On peut s'étonner aujourd'hui que des explications aussi compliquées aient exercé un attrait considérable sur les femmes et les hommes du IIe siècle. Pourtant, on le sait, elles eurent un succès considérable. Plusieurs raisons l'expliquent : la société, à l'époque, était profondément désorganisée ; la philosophie et la religion grecque, qui sont certainement à l'origine de la gnose chrétienne, exerçaient un vif attrait sur les esprits ; enfin, la gnose se présentait comme un super-christianisme et empruntait les mots et certaines réalités – mais en les déformant – à la prédication apostolique.

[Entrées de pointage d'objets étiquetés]
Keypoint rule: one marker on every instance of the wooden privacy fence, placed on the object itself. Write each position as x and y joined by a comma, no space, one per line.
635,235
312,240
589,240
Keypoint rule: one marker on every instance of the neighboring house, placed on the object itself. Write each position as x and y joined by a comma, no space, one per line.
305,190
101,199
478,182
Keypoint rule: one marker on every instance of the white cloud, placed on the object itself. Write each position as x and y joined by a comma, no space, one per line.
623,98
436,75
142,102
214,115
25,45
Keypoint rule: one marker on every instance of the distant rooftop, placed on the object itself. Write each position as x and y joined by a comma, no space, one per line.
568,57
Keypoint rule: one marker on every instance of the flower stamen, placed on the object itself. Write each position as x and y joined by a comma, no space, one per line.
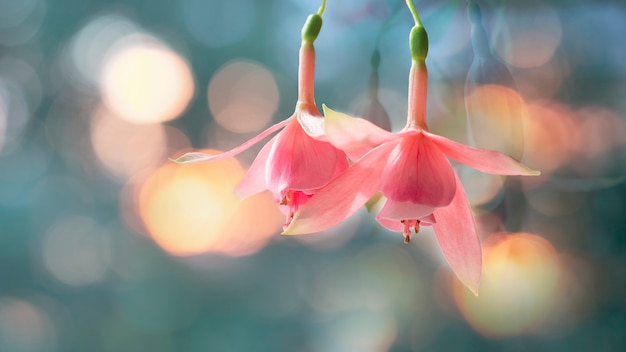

* Consignes de travail:
• a. D'après le texte sur la gnose, sous quelle forme la gnose se présentait-elle ?
• b. Réécris en liste numérotée les lignes de la liste situées entre celle qui contient « Keypoint rule: one marker on every instance of the distant » et la fin de la liste, bornes incluses. Omets les lignes vides et laisse les images de côté.
Le texte et la liste constituent deux documents indépendants.

* Réponses aux consignes:
• a. Elle se présentait comme un super-christianisme.

• b.
1. Keypoint rule: one marker on every instance of the distant rooftop, placed on the object itself. Write each position as x and y joined by a comma, no space, one per line.
2. 568,57
3. Keypoint rule: one marker on every instance of the flower stamen, placed on the object itself. Write each position as x and y joined by a comma, no space, one per line.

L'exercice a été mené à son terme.